__What you have to do__: Hunt for the word "queried" across the entries below, copying each line that holds it.

#### Information supplied

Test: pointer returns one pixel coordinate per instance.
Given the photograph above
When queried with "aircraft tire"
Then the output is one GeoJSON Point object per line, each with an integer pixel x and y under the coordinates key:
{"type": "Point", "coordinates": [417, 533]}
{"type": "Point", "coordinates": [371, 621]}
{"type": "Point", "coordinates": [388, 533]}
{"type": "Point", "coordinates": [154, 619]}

########
#### Information supplied

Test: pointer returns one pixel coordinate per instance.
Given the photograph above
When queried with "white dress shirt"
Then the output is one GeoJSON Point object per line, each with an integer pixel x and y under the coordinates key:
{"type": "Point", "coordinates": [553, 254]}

########

__Response area__:
When queried with "aircraft tire"
When queried with "white dress shirt"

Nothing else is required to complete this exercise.